Retype the data below, every word of it, exactly.

*** Opening of DATA RECORDS ***

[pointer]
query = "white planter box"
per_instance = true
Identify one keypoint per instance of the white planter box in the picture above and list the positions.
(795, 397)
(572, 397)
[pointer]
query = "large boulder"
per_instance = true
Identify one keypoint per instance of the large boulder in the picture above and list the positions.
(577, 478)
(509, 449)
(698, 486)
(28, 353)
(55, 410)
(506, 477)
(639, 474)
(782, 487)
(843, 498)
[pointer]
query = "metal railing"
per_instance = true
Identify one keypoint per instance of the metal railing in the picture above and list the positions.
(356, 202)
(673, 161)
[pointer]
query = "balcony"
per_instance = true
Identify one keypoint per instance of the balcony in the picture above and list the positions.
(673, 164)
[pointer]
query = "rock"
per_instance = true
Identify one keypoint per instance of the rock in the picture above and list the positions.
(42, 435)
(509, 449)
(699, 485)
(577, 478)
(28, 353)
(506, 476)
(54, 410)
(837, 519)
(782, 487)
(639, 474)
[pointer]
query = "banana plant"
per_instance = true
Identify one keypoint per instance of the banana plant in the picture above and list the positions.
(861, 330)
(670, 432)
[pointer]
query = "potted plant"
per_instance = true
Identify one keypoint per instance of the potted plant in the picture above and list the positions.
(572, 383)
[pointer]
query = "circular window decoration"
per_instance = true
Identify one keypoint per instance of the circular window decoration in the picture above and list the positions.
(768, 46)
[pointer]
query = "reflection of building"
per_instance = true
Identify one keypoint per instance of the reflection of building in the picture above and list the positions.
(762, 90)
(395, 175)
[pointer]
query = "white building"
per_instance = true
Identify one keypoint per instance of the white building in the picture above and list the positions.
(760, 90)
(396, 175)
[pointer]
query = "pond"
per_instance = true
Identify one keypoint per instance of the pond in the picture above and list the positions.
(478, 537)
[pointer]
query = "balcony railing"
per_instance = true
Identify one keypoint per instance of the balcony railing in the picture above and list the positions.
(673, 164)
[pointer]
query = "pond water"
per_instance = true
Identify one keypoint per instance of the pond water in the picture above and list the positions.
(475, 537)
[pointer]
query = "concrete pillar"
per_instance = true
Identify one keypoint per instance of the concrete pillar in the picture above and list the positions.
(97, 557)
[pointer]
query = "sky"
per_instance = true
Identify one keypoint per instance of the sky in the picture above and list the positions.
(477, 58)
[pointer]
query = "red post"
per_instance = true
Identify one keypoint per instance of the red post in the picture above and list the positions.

*** Close of DATA RECORDS ***

## ANSWER TO THIS PROBLEM
[pointer]
query = "white planter box"
per_instance = true
Identify one keypoint per instance of the white planter box in the picture above and list the positions.
(795, 397)
(572, 397)
[pointer]
query = "large boulder"
per_instance = true
Identify one keypoint per instance of the large boulder in the picture above and list the positions.
(577, 478)
(509, 449)
(698, 486)
(28, 353)
(55, 410)
(506, 477)
(639, 474)
(782, 487)
(843, 498)
[pointer]
query = "metal railing"
per_instance = true
Identify one keypoint per instance of the metal railing in the picture above and list the positions.
(356, 202)
(673, 161)
[pointer]
query = "balcony"
per_instance = true
Identify one keypoint per instance of the balcony in the picture above and list the positions.
(673, 164)
[pointer]
query = "rock"
per_instance = true
Identify one keypoint per instance of the rock in the picture above and list the positions.
(42, 435)
(509, 449)
(699, 485)
(577, 478)
(28, 353)
(506, 476)
(54, 410)
(837, 519)
(782, 487)
(639, 474)
[pointer]
query = "banana plant"
per_instance = true
Identify one keypoint per instance of the banana plant in the picture above and list the positions.
(861, 330)
(670, 432)
[pointer]
query = "potted plant"
per_instance = true
Identify one keypoint per instance of the potted plant in the picture above and list the positions.
(572, 383)
[pointer]
query = "circular window decoration"
per_instance = true
Identify one keypoint per instance of the circular window decoration in the picture above and list the positions.
(768, 46)
[pointer]
query = "reflection of building"
per_instance = true
Identify one keypoint per instance of the reflection of building in the picture above and list the positions.
(762, 90)
(395, 175)
[pointer]
query = "white building"
per_instance = true
Identify one keypoint per instance of the white building in the picture above and list the positions.
(760, 90)
(396, 175)
[pointer]
query = "pond"
per_instance = true
Identify one keypoint per instance of the pond in the picture above and list the positions.
(478, 537)
[pointer]
query = "balcony railing"
per_instance = true
Identify one keypoint per instance of the balcony railing in the picture above and list the positions.
(673, 164)
[pointer]
query = "pond water"
per_instance = true
Identify one keypoint per instance of the pond water in the picture above and list the positions.
(475, 537)
[pointer]
query = "concrete pillar"
per_instance = true
Identify one keypoint per instance of the concrete pillar in the picture above and list the positions.
(97, 557)
[pointer]
query = "sky"
per_instance = true
Identify one keypoint per instance of the sky in the picture above and list the positions.
(477, 58)
[pointer]
query = "red post"
per_instance = true
Identify one keypoint per instance of the red post in the picture above and list the positions.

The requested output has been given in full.